* _Goal_
Take the lines from the one containing "each like (7,253)." through the final line below and restate them exactly. Omit the pictures.
================================
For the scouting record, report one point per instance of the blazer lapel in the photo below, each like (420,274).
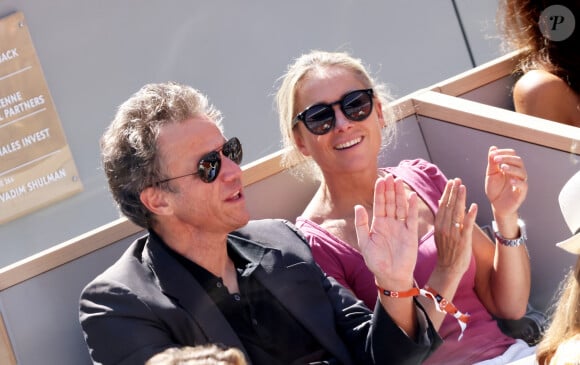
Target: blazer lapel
(303,297)
(176,282)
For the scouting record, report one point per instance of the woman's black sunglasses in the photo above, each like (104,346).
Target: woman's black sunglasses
(320,118)
(209,165)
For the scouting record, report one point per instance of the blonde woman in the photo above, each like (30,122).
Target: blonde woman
(561,342)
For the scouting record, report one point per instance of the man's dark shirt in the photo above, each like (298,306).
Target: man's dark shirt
(268,331)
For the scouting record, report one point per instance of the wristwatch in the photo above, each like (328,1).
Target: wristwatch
(513,242)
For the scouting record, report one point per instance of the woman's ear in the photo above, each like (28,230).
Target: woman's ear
(154,199)
(299,140)
(379,109)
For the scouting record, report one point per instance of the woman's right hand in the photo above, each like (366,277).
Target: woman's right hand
(454,229)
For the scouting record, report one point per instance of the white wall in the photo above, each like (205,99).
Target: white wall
(96,53)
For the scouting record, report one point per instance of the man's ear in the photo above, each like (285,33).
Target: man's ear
(154,199)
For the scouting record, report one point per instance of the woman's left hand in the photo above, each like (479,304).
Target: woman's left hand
(506,179)
(389,246)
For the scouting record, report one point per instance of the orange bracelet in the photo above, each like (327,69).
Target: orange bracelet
(441,304)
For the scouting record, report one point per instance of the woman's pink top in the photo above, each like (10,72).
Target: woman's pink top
(482,339)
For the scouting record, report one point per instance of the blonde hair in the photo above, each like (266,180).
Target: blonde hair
(199,355)
(565,322)
(286,101)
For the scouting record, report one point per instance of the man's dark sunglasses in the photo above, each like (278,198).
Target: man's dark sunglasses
(209,165)
(320,118)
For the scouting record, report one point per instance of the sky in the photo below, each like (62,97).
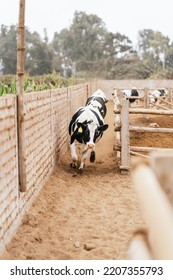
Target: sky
(127,17)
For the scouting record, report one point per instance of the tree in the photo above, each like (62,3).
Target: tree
(8,49)
(39,54)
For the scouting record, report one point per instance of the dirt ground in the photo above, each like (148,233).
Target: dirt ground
(90,216)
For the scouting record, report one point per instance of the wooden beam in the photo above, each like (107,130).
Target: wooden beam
(156,209)
(149,149)
(20,93)
(150,129)
(125,152)
(150,111)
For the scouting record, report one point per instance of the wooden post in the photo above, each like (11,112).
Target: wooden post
(20,92)
(146,102)
(125,147)
(170,97)
(157,211)
(117,121)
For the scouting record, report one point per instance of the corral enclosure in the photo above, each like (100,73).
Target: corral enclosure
(46,138)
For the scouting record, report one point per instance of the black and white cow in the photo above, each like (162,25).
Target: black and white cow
(153,95)
(98,100)
(86,127)
(131,93)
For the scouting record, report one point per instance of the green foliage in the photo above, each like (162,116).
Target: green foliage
(38,83)
(85,50)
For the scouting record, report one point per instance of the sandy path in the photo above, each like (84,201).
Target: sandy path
(91,216)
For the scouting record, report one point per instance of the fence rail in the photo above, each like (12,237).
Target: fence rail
(44,131)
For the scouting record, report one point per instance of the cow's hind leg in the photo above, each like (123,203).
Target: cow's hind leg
(74,163)
(92,156)
(83,158)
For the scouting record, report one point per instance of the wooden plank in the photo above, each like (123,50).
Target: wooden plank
(149,111)
(150,129)
(156,209)
(149,149)
(20,93)
(162,163)
(125,152)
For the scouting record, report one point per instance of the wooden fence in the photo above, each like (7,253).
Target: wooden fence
(123,128)
(45,120)
(153,180)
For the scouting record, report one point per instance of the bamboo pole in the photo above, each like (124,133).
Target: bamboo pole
(20,92)
(159,218)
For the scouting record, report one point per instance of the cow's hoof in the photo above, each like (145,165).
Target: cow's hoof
(80,171)
(92,156)
(73,165)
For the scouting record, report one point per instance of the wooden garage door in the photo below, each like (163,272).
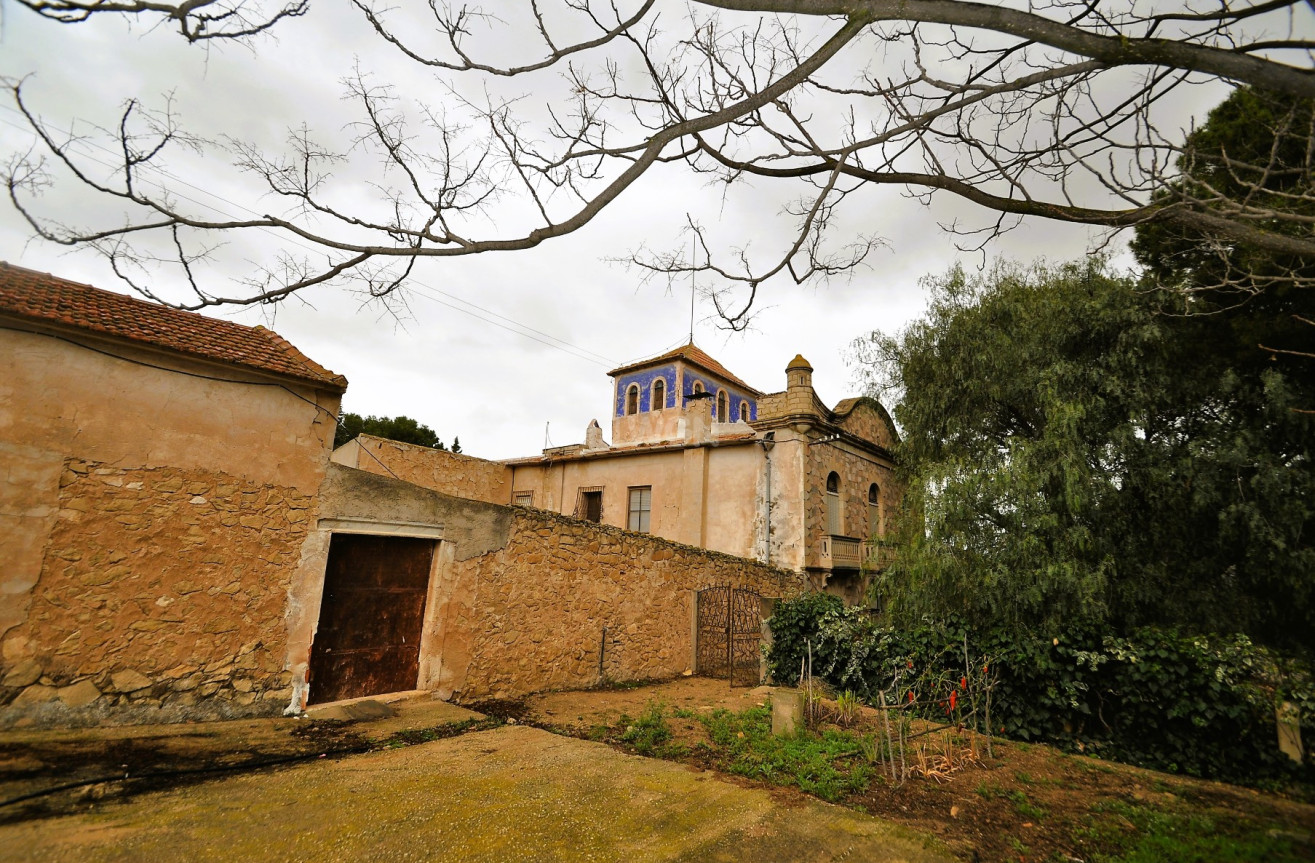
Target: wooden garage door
================================
* _Output_
For the scouting record, report one point per instance of the wooden fence in the photo above, each like (7,253).
Target: wooden fence
(123,128)
(45,120)
(153,180)
For the scouting record, report one point per instance of the bamboo pole in the photo above, each like (124,133).
Target: bamboo pole
(20,92)
(159,218)
For the scouting record, report one point per instance of the cow's hoof in the photo above, each like (145,165).
Target: cow's hoof
(80,171)
(92,156)
(73,165)
For the scouting record, report one point per instance of the wooden garage door in the photo below, each like (163,272).
Target: wooden garage door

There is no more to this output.